▸ **TEXT**:
* BEGIN *
Tuesday, November 27, 2012

Santa, Christmas cookies, Elf on the Shelf: but what do my boys know about Jesus?

Oh, Christmas time. The time of year where I threaten my children about lumps of coal in their stocking if they don't stop fighting. The time of year where hours are spent googling the best deals on toys, figuring out what to get that hard-to-buy for person, *Mr. Man* and where the seemly joyous holiday becomes a stressful, popping tums like they're candy time of year. 
I remember seeing these a few years back. This year, it seems like everyone has an Elf on the Shelf, and a few *genius* teachers have even placed them in their classrooms. I have a bone to pick with the Elf on the Shelf toy makers. Last year, my two eldest sons discovered the Santa sham. It first started when they noticed the "Made in China" tag on their classroom Elf on the Shelf. They discussed several theories in the car on the ride home from school, and then cornered me in the kitchen. "Mom, why does the elf have a made in China sticker?" The gig was up. They asked me if Santa was real. I told them, "No, he's just pretend." "So, you and Dad are really the ones that give us presents?" they asked. "Yes," I said. The six year old questioned the validity of the elf as well, but concluded while the elves are fake, Santa is still real. (There's six year old logic for you.)
Recently, I was really convicted about what my boys knew, and what I was teaching them about Christmas. Santas and toys and elves plagued our Christmas vocabulary, but what did they really know about Christ? I decided we would take a break from our weekly Bible verse memorization, and just discuss the true story of Christmas. We started with Luke 2 verse 1. At that time the Roman emperor, Augustus, decreed that a census should be taken throughout the Roman Empire. 
I told the boys Ceaser Augustus was like the President, and he wanted a record of all of the people so he could tax them. I asked the boys, "Why do you think Mary and Joseph had to travel to Bethlehem?" Dylan answered, "To avoid paying taxes?" No. 

We also discussed why Jesus is called, "The Lamb of God." I told the boys to imagine having a sweet snuggly lamb, and then having to kill it. (Kieran was close to tears.) I told them about people having to make sacrifices to talk to God, but when Jesus shed His blood on the cross, He was the ULTIMATE sacrifice. No more lambs had to be killed.  I asked them if they would sacrifice on of their brothers for a murder? They all said, "No." We talked about how God loved us so much that He sent his precious Son for bad people. I could see them absorbing this information. Tomorrow, we'll talk more in depth about Jesus' birth and resurrection fulfilling the Old Testament prophesies. A good source for Old Testament Prophecies about Jesus.Today, we only got as far as to what "prophecy" actually means. (And no Cameron, it's not the Gypsy lady with a wart on her face staring into the ball)

I really began to realize in the midst of this, what I'd been filling my kids heads with concerning Christmas. While I was reminding them to remember the "real reason for the season" I was taking up their toy lists, threatening them with lumps of coal, and furiously decorating the house. It occurred to me that my actions were taking away the true meaning of Christmas to my children. My boys are being bombarded with Christmas things all while missing the truth of the celebration. This year, I don't want Jesus to be something we slip in on Christmas evening. I don't want to rush through the Christmas story so we can get to the "good stuff." This IS the good stuff. I want to study this. I want them to know why Jesus came, why God sacrificed His son, why Jesus was born in a stable. I want my boys to treasure these things in their hearts far above story of Santa.
* END *
▸ **RECORD LIST**:
* BEGIN *
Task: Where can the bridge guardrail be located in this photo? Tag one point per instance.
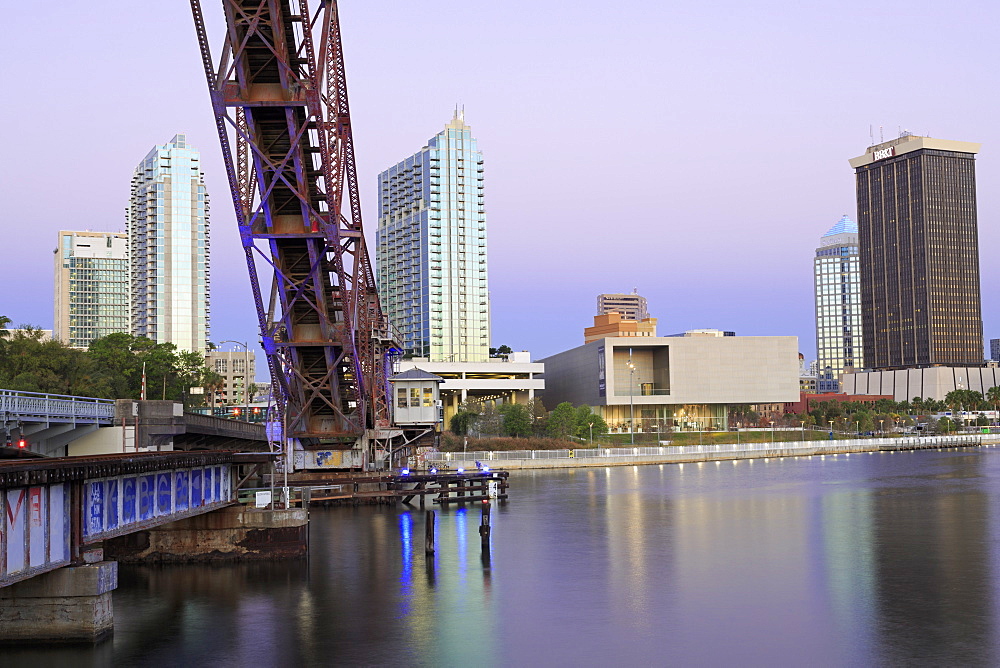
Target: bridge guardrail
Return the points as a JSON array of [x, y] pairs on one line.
[[57, 407]]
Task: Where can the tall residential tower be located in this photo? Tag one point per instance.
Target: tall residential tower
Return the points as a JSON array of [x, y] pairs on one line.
[[432, 248], [919, 253], [168, 237], [91, 287], [837, 279]]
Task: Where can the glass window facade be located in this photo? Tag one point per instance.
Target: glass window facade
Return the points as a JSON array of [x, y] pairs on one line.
[[91, 286], [837, 282], [168, 233], [431, 248], [919, 258]]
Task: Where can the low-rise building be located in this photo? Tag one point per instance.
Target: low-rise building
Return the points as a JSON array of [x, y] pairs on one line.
[[808, 401], [511, 379], [673, 383], [614, 324]]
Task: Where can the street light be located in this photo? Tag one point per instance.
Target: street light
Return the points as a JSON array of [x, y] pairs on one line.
[[631, 403], [246, 375]]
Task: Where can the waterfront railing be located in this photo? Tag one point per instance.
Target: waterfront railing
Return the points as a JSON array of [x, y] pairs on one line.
[[713, 451]]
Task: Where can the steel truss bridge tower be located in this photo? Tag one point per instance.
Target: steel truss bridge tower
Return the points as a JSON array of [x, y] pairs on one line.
[[279, 94]]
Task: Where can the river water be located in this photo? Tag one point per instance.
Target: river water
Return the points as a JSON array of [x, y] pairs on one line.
[[866, 559]]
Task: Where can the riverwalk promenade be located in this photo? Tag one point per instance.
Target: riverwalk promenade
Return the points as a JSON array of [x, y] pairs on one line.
[[670, 454]]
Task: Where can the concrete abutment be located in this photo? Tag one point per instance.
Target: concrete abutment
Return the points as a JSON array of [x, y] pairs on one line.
[[68, 605], [230, 534]]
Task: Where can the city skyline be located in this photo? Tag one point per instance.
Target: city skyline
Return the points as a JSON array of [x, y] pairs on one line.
[[431, 248], [838, 304], [169, 247], [919, 253], [601, 214]]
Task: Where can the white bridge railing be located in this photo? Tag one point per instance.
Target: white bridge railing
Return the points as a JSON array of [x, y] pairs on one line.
[[35, 407], [708, 451]]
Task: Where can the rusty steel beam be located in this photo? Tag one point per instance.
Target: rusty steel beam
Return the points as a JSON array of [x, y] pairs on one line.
[[283, 120]]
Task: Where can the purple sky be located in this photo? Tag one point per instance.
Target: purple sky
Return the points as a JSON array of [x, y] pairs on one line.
[[696, 151]]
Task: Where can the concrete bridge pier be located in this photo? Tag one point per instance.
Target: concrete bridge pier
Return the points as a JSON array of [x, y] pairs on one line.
[[68, 605], [235, 533]]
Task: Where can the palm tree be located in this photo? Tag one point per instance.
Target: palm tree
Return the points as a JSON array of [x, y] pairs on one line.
[[993, 396]]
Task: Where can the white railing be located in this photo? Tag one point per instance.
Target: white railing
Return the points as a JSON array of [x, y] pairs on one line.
[[34, 406], [700, 451]]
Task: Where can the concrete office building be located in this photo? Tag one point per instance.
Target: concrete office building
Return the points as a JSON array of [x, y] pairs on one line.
[[837, 283], [92, 286], [631, 306], [431, 248], [673, 383], [237, 370], [926, 383], [919, 254], [168, 236]]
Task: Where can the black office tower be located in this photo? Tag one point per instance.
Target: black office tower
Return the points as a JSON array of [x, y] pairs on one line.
[[919, 252]]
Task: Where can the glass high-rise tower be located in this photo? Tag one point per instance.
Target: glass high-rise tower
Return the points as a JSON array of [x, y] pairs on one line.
[[431, 248], [919, 244], [168, 233], [91, 287], [837, 279]]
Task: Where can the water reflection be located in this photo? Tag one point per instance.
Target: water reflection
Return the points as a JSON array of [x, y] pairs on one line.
[[884, 559]]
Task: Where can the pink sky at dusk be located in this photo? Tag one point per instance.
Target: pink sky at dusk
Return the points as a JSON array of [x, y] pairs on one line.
[[696, 151]]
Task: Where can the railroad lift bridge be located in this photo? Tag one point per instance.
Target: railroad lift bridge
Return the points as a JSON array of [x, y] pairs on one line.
[[279, 93]]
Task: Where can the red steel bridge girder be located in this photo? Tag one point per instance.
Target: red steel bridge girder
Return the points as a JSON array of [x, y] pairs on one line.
[[283, 119]]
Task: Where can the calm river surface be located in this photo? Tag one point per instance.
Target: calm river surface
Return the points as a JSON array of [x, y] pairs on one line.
[[871, 559]]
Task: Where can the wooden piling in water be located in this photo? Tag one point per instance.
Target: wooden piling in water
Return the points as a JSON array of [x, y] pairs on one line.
[[429, 540], [484, 525]]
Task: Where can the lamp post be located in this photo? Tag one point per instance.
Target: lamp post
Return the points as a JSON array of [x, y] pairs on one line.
[[246, 376], [631, 402]]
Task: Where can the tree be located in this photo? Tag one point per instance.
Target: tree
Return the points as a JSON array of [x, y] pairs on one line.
[[589, 423], [562, 421], [516, 419], [993, 396]]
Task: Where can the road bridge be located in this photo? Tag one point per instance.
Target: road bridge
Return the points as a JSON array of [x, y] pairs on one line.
[[55, 425]]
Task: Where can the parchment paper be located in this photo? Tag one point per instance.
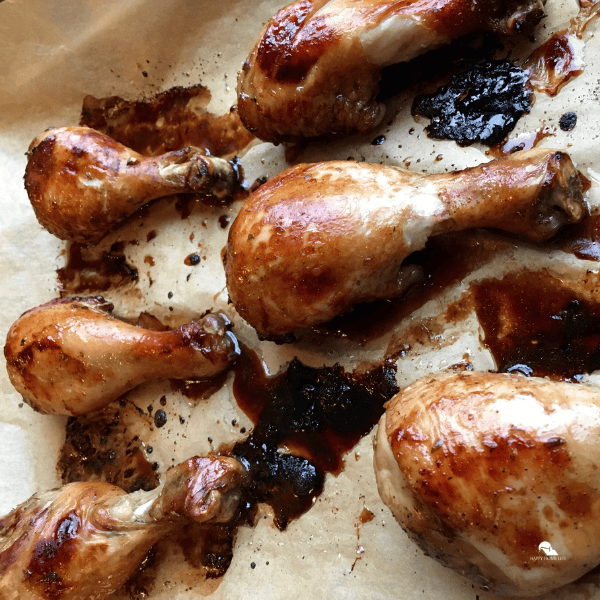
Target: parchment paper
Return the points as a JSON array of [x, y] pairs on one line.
[[54, 52]]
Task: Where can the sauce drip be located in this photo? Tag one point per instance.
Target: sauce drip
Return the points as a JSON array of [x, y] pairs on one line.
[[316, 415], [305, 419], [101, 446], [583, 239], [536, 324], [84, 271]]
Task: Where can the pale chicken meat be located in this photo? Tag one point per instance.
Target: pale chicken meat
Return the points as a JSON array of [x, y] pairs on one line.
[[84, 540], [71, 356], [496, 476], [81, 183], [316, 65], [319, 238]]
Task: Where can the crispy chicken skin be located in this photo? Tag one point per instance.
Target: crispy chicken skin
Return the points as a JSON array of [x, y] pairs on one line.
[[319, 238], [70, 356], [481, 468], [81, 183], [84, 540], [316, 65]]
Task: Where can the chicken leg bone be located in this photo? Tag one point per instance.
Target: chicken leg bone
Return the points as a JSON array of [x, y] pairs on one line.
[[70, 356], [319, 238], [81, 183], [481, 469], [84, 540]]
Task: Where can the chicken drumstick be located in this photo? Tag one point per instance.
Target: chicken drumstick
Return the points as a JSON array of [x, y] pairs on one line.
[[481, 469], [81, 183], [318, 239], [316, 66], [84, 540], [70, 356]]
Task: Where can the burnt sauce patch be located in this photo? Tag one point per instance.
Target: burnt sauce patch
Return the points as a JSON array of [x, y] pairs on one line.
[[537, 324], [482, 104], [101, 446], [306, 419]]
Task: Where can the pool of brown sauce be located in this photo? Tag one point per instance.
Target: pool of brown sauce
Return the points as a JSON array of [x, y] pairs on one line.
[[537, 324]]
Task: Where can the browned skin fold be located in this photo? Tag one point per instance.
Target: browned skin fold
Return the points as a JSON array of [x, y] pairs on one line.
[[84, 540], [70, 356], [317, 239], [316, 65], [81, 183], [481, 468]]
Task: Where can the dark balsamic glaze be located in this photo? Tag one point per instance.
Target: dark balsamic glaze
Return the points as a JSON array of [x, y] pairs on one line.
[[482, 104], [582, 240], [536, 324], [305, 419], [317, 415], [81, 274], [101, 447], [436, 64]]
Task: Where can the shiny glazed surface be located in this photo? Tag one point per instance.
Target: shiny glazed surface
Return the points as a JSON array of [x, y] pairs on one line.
[[316, 65], [482, 468], [70, 356], [81, 183], [82, 541]]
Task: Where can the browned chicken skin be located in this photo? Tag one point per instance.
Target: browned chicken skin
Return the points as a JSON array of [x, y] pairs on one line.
[[316, 66], [70, 356], [318, 239], [84, 540], [484, 470], [81, 183]]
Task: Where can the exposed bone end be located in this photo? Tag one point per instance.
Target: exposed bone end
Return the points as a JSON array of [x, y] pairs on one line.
[[525, 17], [561, 201], [206, 490], [191, 170]]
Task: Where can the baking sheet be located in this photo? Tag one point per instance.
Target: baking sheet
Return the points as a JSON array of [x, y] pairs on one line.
[[54, 53]]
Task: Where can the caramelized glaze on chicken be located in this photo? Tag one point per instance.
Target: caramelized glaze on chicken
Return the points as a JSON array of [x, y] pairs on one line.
[[316, 65], [481, 469], [318, 239], [81, 183], [70, 356], [84, 540]]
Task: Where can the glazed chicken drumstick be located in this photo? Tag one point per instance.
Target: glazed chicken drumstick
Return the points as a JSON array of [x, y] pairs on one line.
[[81, 183], [319, 238], [484, 470], [84, 540], [70, 356], [316, 65]]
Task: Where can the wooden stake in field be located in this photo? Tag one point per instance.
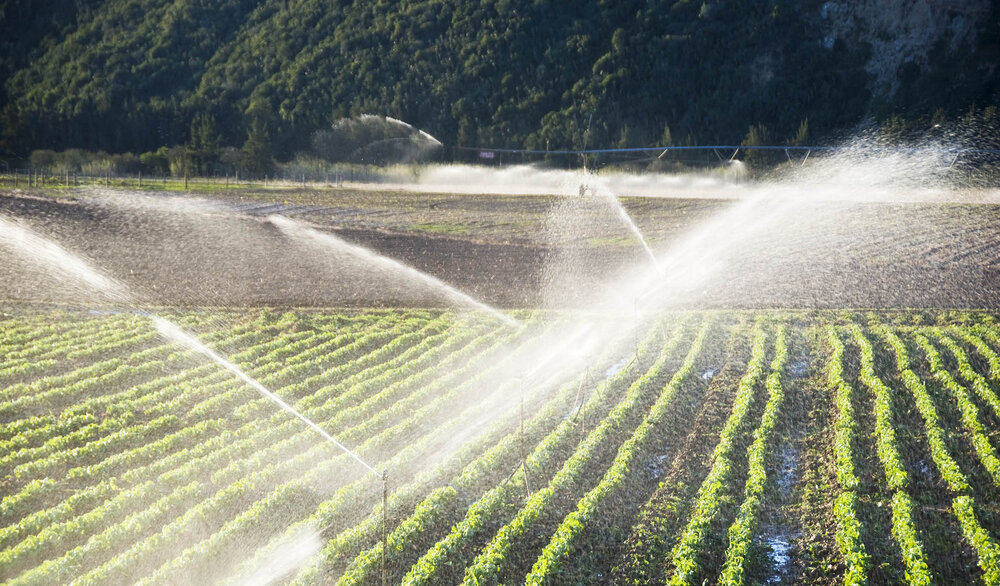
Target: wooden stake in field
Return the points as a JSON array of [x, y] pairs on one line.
[[385, 524]]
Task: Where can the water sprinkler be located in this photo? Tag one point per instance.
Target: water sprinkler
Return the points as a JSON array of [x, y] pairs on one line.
[[385, 524], [524, 458]]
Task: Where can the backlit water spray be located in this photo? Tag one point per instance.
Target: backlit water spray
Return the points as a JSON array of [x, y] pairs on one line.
[[629, 223], [297, 230], [173, 332], [22, 240]]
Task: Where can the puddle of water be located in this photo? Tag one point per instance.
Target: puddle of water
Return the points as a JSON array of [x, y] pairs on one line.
[[614, 368], [656, 466]]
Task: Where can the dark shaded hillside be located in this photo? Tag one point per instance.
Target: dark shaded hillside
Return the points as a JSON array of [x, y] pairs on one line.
[[131, 75]]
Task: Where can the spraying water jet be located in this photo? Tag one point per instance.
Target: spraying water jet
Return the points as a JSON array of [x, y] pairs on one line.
[[173, 332], [326, 241]]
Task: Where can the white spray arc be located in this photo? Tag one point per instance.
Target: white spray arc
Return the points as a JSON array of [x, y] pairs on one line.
[[298, 231], [20, 239], [174, 333], [412, 128], [623, 214], [46, 253]]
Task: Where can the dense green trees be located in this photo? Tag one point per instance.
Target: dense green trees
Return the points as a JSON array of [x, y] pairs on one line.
[[136, 75]]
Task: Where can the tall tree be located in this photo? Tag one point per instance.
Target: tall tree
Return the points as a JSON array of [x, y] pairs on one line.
[[256, 156]]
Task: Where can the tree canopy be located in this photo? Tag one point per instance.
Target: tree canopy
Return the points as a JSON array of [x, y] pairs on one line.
[[136, 75]]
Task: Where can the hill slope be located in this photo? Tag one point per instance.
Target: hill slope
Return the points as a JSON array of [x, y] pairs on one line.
[[131, 75]]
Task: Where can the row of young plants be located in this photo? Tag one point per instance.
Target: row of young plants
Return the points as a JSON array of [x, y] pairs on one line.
[[475, 479], [251, 466], [547, 568], [742, 530], [215, 546], [966, 406], [845, 507], [48, 518], [903, 525], [224, 444], [987, 550], [979, 383], [685, 555], [491, 564], [125, 410], [200, 558]]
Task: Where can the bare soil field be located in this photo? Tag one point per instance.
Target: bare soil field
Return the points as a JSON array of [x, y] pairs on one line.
[[511, 251]]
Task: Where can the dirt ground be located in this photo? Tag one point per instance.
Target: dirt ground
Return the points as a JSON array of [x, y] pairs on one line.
[[510, 251]]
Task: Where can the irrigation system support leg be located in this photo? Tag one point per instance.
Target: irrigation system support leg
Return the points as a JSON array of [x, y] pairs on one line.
[[385, 524], [524, 458]]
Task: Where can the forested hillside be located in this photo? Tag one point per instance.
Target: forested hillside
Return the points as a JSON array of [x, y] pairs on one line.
[[135, 75]]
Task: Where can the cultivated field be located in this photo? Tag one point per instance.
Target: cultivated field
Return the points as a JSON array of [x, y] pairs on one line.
[[819, 447]]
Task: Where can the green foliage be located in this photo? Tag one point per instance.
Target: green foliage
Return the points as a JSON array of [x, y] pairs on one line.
[[136, 75]]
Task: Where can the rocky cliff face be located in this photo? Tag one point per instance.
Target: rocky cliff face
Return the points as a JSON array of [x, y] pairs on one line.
[[901, 32]]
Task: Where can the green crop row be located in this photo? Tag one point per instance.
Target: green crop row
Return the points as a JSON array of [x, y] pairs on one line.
[[848, 537], [903, 527], [213, 548], [252, 468], [546, 568], [545, 454], [967, 408], [684, 557], [227, 445], [978, 382], [486, 568], [742, 529]]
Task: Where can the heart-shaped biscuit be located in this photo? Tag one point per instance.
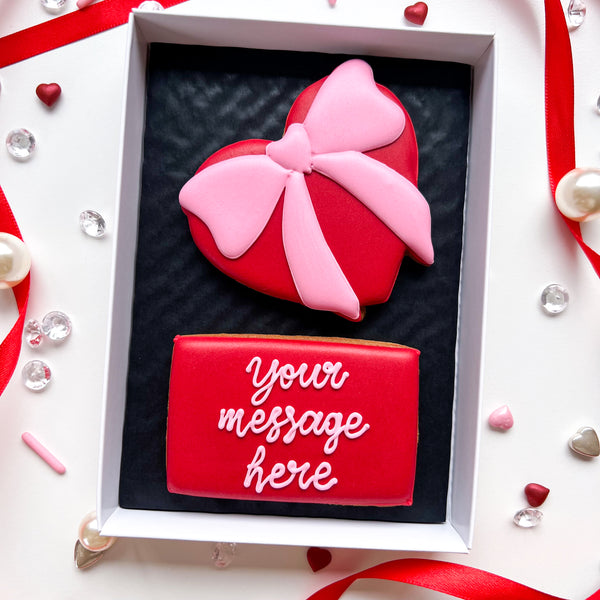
* END *
▸ **WHAT YOU ARE ASKED TO DO**: Check each of the following statements against the Christmas post and mark it yes or no, quoting the exact words from the post that decide it. 1. The two eldest sons first began to doubt Santa after noticing a tag on their classroom elf. 2. The six year old concluded that the elves and Santa are both fake. 3. The family's discussion of the true story of Christmas started with Luke 2 verse 1.

▸ **THE ANSWER**:
1. Yes: "It first started when they noticed the "Made in China" tag on their classroom Elf on the Shelf."
2. No: "concluded while the elves are fake, Santa is still real."
3. Yes: "We started with Luke 2 verse 1."